◆ DATA LISTING ◆
○ ○ ○ ○ ○

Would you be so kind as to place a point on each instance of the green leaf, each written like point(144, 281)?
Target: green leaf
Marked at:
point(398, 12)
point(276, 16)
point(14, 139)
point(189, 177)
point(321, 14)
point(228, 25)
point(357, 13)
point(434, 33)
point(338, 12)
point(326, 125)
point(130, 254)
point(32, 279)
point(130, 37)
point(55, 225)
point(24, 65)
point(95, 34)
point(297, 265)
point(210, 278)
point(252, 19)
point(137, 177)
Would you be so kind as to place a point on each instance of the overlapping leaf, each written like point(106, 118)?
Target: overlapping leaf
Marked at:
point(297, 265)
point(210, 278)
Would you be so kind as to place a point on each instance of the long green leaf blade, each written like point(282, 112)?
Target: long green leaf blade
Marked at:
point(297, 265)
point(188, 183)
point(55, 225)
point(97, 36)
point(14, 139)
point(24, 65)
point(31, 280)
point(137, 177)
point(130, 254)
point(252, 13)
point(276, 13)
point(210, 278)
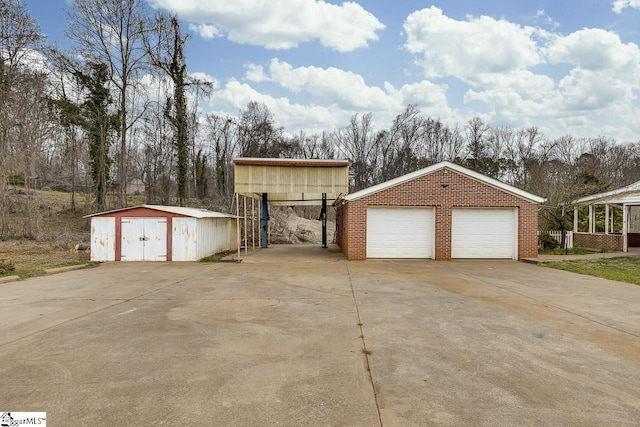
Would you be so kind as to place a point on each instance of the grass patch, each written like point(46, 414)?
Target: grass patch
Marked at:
point(35, 264)
point(570, 251)
point(623, 269)
point(219, 257)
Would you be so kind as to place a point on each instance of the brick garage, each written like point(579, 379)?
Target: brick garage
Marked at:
point(450, 195)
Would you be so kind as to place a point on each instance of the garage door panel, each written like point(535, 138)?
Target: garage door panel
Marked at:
point(400, 232)
point(484, 233)
point(144, 239)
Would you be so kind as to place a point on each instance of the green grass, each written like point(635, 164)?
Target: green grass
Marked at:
point(623, 269)
point(570, 251)
point(32, 266)
point(219, 257)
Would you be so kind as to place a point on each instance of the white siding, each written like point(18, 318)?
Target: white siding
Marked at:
point(194, 239)
point(103, 239)
point(184, 244)
point(215, 236)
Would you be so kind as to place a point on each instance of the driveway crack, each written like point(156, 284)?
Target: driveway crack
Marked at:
point(365, 351)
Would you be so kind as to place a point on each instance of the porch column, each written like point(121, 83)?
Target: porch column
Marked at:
point(625, 228)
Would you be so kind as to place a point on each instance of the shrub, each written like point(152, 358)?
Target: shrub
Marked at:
point(6, 266)
point(547, 242)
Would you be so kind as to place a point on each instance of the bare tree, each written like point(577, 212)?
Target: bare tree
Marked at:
point(361, 146)
point(111, 32)
point(166, 47)
point(19, 36)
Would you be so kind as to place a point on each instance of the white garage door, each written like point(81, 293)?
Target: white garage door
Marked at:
point(400, 232)
point(144, 239)
point(484, 233)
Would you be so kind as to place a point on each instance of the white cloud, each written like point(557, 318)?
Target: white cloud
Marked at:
point(465, 49)
point(281, 24)
point(619, 5)
point(206, 31)
point(335, 96)
point(594, 49)
point(583, 83)
point(330, 85)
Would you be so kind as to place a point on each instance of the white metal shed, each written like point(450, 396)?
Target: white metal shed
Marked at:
point(160, 233)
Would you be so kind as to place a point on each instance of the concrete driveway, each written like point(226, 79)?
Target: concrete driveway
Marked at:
point(278, 340)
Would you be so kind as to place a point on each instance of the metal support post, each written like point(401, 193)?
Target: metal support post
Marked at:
point(264, 222)
point(323, 216)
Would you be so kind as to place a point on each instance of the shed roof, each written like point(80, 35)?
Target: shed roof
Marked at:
point(451, 166)
point(179, 210)
point(291, 181)
point(628, 194)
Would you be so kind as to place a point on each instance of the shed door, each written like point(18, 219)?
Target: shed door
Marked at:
point(144, 239)
point(484, 233)
point(400, 232)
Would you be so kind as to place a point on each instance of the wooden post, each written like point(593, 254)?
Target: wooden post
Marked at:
point(238, 224)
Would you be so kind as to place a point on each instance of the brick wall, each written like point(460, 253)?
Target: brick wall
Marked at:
point(612, 242)
point(443, 189)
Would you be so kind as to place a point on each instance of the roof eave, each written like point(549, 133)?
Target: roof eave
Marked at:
point(454, 167)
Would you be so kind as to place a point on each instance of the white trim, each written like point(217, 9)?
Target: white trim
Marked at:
point(632, 188)
point(451, 166)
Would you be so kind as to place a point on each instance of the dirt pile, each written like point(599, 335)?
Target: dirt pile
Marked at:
point(289, 227)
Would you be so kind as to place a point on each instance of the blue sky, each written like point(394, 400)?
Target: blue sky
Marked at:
point(567, 67)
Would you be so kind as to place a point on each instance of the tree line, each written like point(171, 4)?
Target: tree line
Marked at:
point(121, 106)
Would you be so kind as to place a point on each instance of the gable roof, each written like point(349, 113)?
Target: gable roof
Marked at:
point(190, 212)
point(451, 166)
point(630, 193)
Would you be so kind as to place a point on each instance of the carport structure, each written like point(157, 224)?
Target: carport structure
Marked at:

○ ○ ○ ○ ○

◆ PROBLEM ◆
Each line in the records above should be reproduced exactly; images are not copied.

◆ COMPLETE ANSWER ◆
Would you be so kind as to place a point on each instance of the green leaf, each written like point(144, 281)?
Target: green leaf
Marked at:
point(398, 12)
point(276, 16)
point(14, 139)
point(189, 177)
point(321, 14)
point(228, 25)
point(357, 13)
point(434, 33)
point(338, 12)
point(326, 125)
point(130, 254)
point(32, 279)
point(130, 37)
point(55, 225)
point(24, 65)
point(95, 34)
point(297, 265)
point(210, 278)
point(252, 19)
point(137, 177)
Would you be so kind as to place a point on each instance of the overlapping leaf, each written like point(106, 118)?
Target: overlapping leaf
Marked at:
point(297, 265)
point(210, 278)
Would you be so kind as to place a point on each instance of the long green leaf blade, each written like point(282, 112)?
Target: long green leaf blade
Marked at:
point(297, 265)
point(188, 183)
point(55, 225)
point(97, 36)
point(14, 139)
point(24, 65)
point(31, 280)
point(137, 177)
point(130, 254)
point(252, 13)
point(276, 13)
point(210, 278)
Would you be so kind as to place a point on each instance of the grass patch, each written like point(46, 414)?
Target: grass patch
Marked at:
point(35, 264)
point(570, 251)
point(623, 269)
point(219, 257)
Would you be so kind as to place a point on each instance of the brick garage, each written like point(579, 379)?
Target: brick garage
Marked at:
point(450, 195)
Would you be so kind as to place a point on each instance of the garage door panel, each written like point(535, 138)?
Target: garage door panel
Marked at:
point(400, 232)
point(484, 233)
point(144, 239)
Would you be so kind as to place a point on each instance of the green grass, each written like point(635, 164)?
Target: green grass
Marked at:
point(623, 269)
point(570, 251)
point(32, 266)
point(219, 257)
Would you be so kind as to place a point on each instance of the white siding, each written like point(18, 318)?
Target: white siding
Marked at:
point(194, 239)
point(103, 239)
point(184, 244)
point(215, 236)
Would you be so kind as to place a point on each instance of the driveway crack, each written like point(156, 284)?
Target: driveway crack
Marked at:
point(365, 351)
Would you be so kind as to place a point on each instance of the porch column, each written like point(121, 83)?
Target: porch column
Marked at:
point(625, 228)
Would you be so kind as to place a point on each instance of the shrub, each written like point(152, 358)?
Target: shrub
Marked at:
point(6, 266)
point(547, 242)
Would you be so kind as to place a point on each instance of the bare tree, each written like point(577, 212)?
Target: bare tree
Marked at:
point(361, 146)
point(111, 32)
point(166, 47)
point(19, 36)
Would you be so kind as to place a point on each instance of the white garage door, each written like point(81, 293)?
Target: white garage door
Marked at:
point(400, 232)
point(144, 239)
point(484, 233)
Would you be so kind as to place a point on each instance of the white cloud, each written like point(557, 318)?
Target: white cloud
Marked at:
point(465, 49)
point(281, 24)
point(619, 5)
point(206, 31)
point(335, 96)
point(594, 49)
point(583, 83)
point(330, 85)
Would you be so kind as to place a point on each instance of the white metal shed, each written like point(450, 396)?
Target: white metal shed
Marked at:
point(160, 233)
Would you be so kind as to place a point on each instance of the concrete driveway, each written like point(226, 79)?
Target: concrete driveway
Marked at:
point(278, 340)
Would you be so kind as to place a point on each instance of the metal support post, each written like point(401, 193)?
Target: metal support post
Marked at:
point(264, 222)
point(323, 216)
Would you be so kind as to place a point on each instance of the shed roof, each written like point(80, 35)?
Target: shed roof
Marked at:
point(451, 166)
point(179, 210)
point(291, 181)
point(628, 194)
Would you be so kind as to place a point on each instance of the shed door, each written like point(18, 219)?
Target: shed door
Marked at:
point(144, 239)
point(484, 233)
point(400, 232)
Would you be so kind as to place a point on each instance of the wooden post, each written like point(593, 254)?
Target: wooden post
Marked at:
point(238, 224)
Would you be so kind as to place a point on each instance of the brick wall, each written like point(460, 253)?
Target: brick wall
Marked at:
point(612, 242)
point(443, 189)
Would you be so kind as to place a point on each instance of the roof eave, each written like point(549, 133)?
Target: roof eave
Marked at:
point(454, 167)
Would you be so kind as to place a point on each instance of the white trim, each written like point(217, 9)?
Target: white trim
Marked at:
point(632, 188)
point(451, 166)
Would you be so kind as to place a point on each instance of the dirt pile, each written like point(599, 335)?
Target: dirt pile
Marked at:
point(289, 227)
Would you be so kind as to place a point on each instance of the blue sky, each written like point(394, 400)?
Target: blue sky
Marked at:
point(567, 67)
Would you be so kind as to place a point on each instance of the tree line, each written like point(171, 4)?
Target: tree line
Marked at:
point(121, 106)
Would you be so kind as to place a point on each instance of the gable roof, each written like point(349, 113)?
Target: gable roof
Marked at:
point(190, 212)
point(451, 166)
point(630, 193)
Would you be so kind as to place a point on each instance of the carport structure, each written like point(157, 224)?
Target: carport structure
Marked at:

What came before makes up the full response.